What to work on:
Rescale the records starting at the line containing "of the vaquita" and stopping after the line containing "[[442, 228]]". Reproduce only those lines, requests included, with each coordinate in the answers multiplied by 2.35 and rounded to a whole number, halves up.

Information shown:
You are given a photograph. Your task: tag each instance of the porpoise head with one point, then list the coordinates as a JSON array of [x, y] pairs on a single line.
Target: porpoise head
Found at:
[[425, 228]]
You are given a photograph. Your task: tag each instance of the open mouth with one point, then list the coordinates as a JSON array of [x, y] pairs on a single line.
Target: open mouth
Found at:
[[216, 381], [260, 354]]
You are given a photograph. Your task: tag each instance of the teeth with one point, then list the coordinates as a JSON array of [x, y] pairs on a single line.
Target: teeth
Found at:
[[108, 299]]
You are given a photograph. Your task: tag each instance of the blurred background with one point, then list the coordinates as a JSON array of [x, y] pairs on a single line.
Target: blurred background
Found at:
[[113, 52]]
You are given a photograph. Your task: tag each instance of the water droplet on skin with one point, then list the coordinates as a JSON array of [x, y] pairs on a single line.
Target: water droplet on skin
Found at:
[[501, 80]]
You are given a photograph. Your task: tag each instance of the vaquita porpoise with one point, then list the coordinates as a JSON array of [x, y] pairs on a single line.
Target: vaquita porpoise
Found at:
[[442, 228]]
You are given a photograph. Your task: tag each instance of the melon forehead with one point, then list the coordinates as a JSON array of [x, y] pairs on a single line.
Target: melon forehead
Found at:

Task answer:
You are given a photograph. Your task: tag each instance of the vaquita porpoise with one point, then list the coordinates as a JSON array of [x, y] pairs on a single line.
Target: vaquita porpoise
Found at:
[[1039, 536]]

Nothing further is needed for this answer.